Often, the toughest battles girls and women who want to play baseball face aren’t against opposing batters, but stereotypes. One reason Greenwood initially didn’t think college baseball was an option is that she—like many other girls—was pressured to play softball instead.

“Even when I was a little kid, people pushed me to switch over,” Greenwood says. “People would say, ‘You won’t be able to play baseball in high school. There are no opportunities for girls to play baseball in college.’ ”

Lyszczyk played both baseball and softball until middle school, when she decided to put all her focus into baseball. She believes girls are pressured to go into softball and stay away from baseball because of social norms, as well as the challenges players can face being the only girl on a team.

DATASET EXCERPT:
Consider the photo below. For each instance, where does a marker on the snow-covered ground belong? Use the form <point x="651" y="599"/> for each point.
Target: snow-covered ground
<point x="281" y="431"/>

TASK REQUIREMENTS:
[a] According to the text on girls and women playing baseball, until what stage of school did Lyszczyk play both baseball and softball?
[b] Continue the text on girls and women playing baseball from its final sentence.
The listing has no connection to the text about girls and women playing baseball.

RESPONSES IN ORDER:
[a] Until middle school.

[b]
“We’re taught that girls play softball and guys play baseball,” Lyszczyk says. “My mom assumed that I wanted to play with the girls, so she put me in softball. Some girls love baseball and don’t want to play softball, but they also don’t want to play in a super-male environment. A lot of times girls switch over to softball because they don’t feel comfortable with the guys or feel intimidated by them. But you shouldn’t have to switch to softball. Baseball and softball are two very different games.”

When she arrived at Truman College, Rivera inquired about the school’s baseball tryouts. She was given the name of the coach and directions to the site of the tryouts—but when she arrived at the field she realized that they had sent her to softball tryouts instead. When Gauci, who grew up in Australia, started looking at schools in the United States where she could potentially play baseball, the recruiting services she contacted refused to send out her baseball profile and only offered to help her get scouted for softball.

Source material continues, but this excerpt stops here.